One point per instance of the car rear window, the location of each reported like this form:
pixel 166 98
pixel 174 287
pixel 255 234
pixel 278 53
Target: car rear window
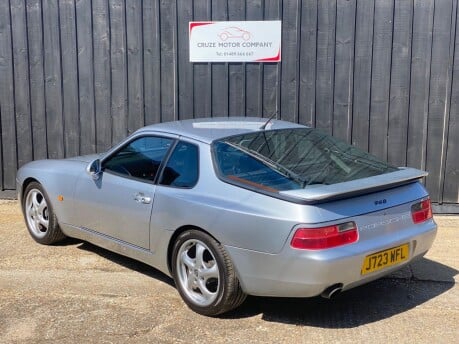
pixel 287 159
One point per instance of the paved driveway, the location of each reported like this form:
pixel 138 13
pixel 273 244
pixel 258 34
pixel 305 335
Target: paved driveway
pixel 78 293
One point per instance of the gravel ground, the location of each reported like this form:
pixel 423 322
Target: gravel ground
pixel 76 292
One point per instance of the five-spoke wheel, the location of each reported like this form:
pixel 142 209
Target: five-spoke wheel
pixel 40 219
pixel 204 274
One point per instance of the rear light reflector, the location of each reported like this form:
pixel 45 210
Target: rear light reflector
pixel 325 237
pixel 421 211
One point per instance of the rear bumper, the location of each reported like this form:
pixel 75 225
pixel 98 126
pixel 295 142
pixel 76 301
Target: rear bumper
pixel 301 273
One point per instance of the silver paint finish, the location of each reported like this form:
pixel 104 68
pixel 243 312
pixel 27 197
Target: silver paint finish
pixel 138 219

++++++++

-- Challenge --
Print every line of the listing above verbatim, leaving out the picture.

-- Written response --
One point per instance of the car rear window, the location of each reported like this form:
pixel 166 98
pixel 174 287
pixel 255 234
pixel 278 53
Target: car rear window
pixel 287 159
One point per instance of the paved driveway, the location of each reported like this form:
pixel 138 13
pixel 273 244
pixel 258 34
pixel 305 335
Target: paved driveway
pixel 78 293
One point per instance of the gravel ground, the location of each reported like this form:
pixel 423 322
Target: gravel ground
pixel 76 292
One point per instance of the five-spoke wheel, the location of each reported like this form:
pixel 142 209
Target: five-spoke wheel
pixel 40 219
pixel 204 274
One point per instance of the rear light reflector, the location of each reported like this form:
pixel 45 210
Target: rear light reflector
pixel 325 237
pixel 421 211
One point per instance of the rear bumper, the location of each reported like this form:
pixel 75 225
pixel 98 126
pixel 295 142
pixel 76 301
Target: rear bumper
pixel 301 273
One point per instance of the silver paint finish, the location of each reported like this form:
pixel 104 68
pixel 243 312
pixel 27 197
Target: silver paint finish
pixel 138 219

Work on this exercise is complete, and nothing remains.